Opgaven:
A) Volgens de tekst over euthanasie bij dementie: in welk jaar beoordeelden de Euthanasiecommissies voor het eerst een geval van euthanasie bij een zwaar dementerende?
B) Zet de tekst over euthanasie bij dementie voort na de laatste zin.

Geciteerde passage:
· · · ·
In 2012 hebben de Euthanasiecommissies het eerste geval van euthanasie bij een zwaar dementerende beoordeeld en geconcludeerd dat de arts zorgvuldig heeft gehandeld. Daarna hebben zich nog enkele gevallen voorgedaan die als zorgvuldig werden beoordeeld en in 2016 is er in drie gevallen van zware dementie euthanasie toegepast. Twee gevallen werden als zorgvuldig beoordeeld en één als onzorgvuldig.
De drie gevallen die in 2016 werden beoordeeld hebben onder een groep van ruim tweehonderd artsen die vindt dat er bij de Euthanasiecommissies van ontoelaatbare grensoverschrijding sprake is, voor opschudding gezorgd. In januari 2017 hebben zij in een paginagrote advertentie een petitie gepubliceerd waarin zij aangeven morele weerzin te ervaren bij de gedachte op basis van een schriftelijke wilsverklaring een dodelijke injectie te moeten toedienen aan een patiënt die vanwege zijn vergevorderde dementie weerloos is.
‘Meewerken aan het stiekem doden van een weerloos mens die niet kan bevestigen dat hij dood wil, daar doen wij niet aan mee’, zo verklaren de tegenstanders hun morele weerzin. Opinieschrijver Boudewijn Chabot behoort tot het kamp van de ruim tweehonderd artsen die vinden dat erkend moet worden dat wat de euthanasiewet aangaat de geest uit de fles is.
· · · ·
Te bekijken regels:
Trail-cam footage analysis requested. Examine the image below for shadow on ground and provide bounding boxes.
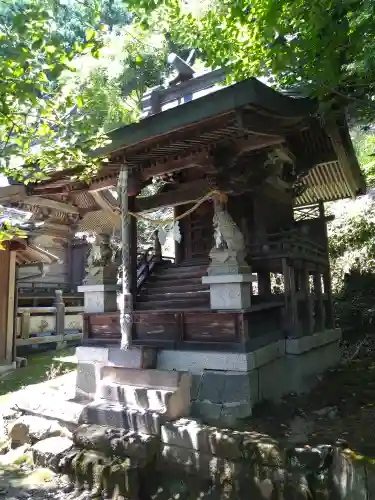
[0,349,76,403]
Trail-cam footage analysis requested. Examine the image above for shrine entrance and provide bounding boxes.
[182,201,214,261]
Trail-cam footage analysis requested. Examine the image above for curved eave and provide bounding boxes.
[97,78,317,156]
[295,117,366,206]
[16,242,59,266]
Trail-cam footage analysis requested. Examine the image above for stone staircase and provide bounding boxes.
[135,261,210,311]
[79,366,191,435]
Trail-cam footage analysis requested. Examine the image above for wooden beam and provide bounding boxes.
[22,196,79,214]
[134,179,212,212]
[0,184,26,202]
[236,110,302,137]
[143,151,211,179]
[91,191,119,212]
[87,175,117,193]
[5,252,16,363]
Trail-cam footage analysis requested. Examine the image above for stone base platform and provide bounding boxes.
[158,330,341,425]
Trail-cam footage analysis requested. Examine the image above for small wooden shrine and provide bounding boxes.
[0,72,365,420]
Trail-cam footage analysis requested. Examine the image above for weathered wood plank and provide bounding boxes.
[134,179,211,212]
[134,311,179,340]
[183,311,238,342]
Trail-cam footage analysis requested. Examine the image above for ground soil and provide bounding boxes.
[246,342,375,458]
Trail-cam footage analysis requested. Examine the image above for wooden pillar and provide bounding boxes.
[300,267,314,335]
[319,202,335,329]
[174,205,186,264]
[282,258,301,337]
[118,165,133,350]
[5,251,17,363]
[129,196,138,304]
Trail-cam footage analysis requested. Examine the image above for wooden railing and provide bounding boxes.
[248,230,327,261]
[15,290,83,347]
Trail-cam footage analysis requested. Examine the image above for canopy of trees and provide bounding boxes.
[130,0,375,121]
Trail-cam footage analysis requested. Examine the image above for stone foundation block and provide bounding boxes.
[60,449,144,500]
[73,425,160,461]
[78,284,118,313]
[161,419,280,467]
[202,274,256,311]
[8,415,67,448]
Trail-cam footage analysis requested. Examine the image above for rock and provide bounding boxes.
[0,444,33,465]
[16,357,27,368]
[31,436,73,471]
[73,425,159,460]
[9,415,66,448]
[289,416,314,443]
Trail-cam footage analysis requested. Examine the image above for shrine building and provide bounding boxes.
[0,70,365,421]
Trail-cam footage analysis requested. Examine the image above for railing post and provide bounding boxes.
[55,290,65,345]
[153,229,162,262]
[21,311,30,339]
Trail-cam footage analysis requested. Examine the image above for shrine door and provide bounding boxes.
[183,201,214,260]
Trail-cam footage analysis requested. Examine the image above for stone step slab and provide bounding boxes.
[98,383,174,413]
[31,436,73,472]
[80,400,167,436]
[97,366,192,420]
[60,448,147,500]
[73,425,160,462]
[102,366,191,390]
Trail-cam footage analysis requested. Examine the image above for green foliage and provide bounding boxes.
[352,128,375,187]
[328,195,375,330]
[0,3,109,184]
[127,0,375,121]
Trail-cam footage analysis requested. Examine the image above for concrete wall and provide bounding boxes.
[77,330,341,425]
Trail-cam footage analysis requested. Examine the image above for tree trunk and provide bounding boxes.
[118,166,133,350]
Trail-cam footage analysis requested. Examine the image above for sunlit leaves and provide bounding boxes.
[127,0,375,121]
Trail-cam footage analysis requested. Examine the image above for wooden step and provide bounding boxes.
[137,290,210,302]
[142,276,204,290]
[139,282,210,296]
[153,266,207,274]
[135,294,210,311]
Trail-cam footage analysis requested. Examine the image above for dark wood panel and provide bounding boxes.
[183,312,238,342]
[134,311,180,340]
[85,313,121,339]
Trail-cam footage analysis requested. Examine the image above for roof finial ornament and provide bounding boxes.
[168,50,195,86]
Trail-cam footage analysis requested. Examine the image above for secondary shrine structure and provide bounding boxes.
[0,70,365,420]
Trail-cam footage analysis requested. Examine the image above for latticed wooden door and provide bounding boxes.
[185,201,214,260]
· · · ·
Antwoorden:
A) In 2012.

B)
Voor Jacob Kohnstamm, voorzitter van de vijf Euthanasiecommissies, vormen de acties tegen de euthanasiewet en hoe die in geval van zwaar dementerenden moet worden uitgelegd, de druppel: ‘Wat je doet met, voor en tegen vergevorderde dementen is per definitie stiekem. Het is inherent aan het ziektebeeld dat je medische en niet-medische handelingen uitvoert zonder dat daarover met de patiënt overleg mogelijk is’.
Volgens De Einder maakt Kohnstamm hier een belangrijk punt. Van de hulpvragers die zich tot De Einder wenden, wordt een aantal gedreven door de grote angst dement te worden en vanaf dat moment niet meer serieus genomen te worden in de eertijds geformuleerde wens om niet in een steeds verder voortschrijdend geestelijk en lichamelijk aftakelingsproces te worden meegezogen: de grote angst als dementerende serieuzer te worden genomen dan als persoon die bij zijn volle verstandelijke vermogens te kennen heeft gegeven geen speelbal te willen worden van oncontroleerbare krachten binnenin de hersenen die tot ongebreideld geestelijk en lichamelijk verval leiden.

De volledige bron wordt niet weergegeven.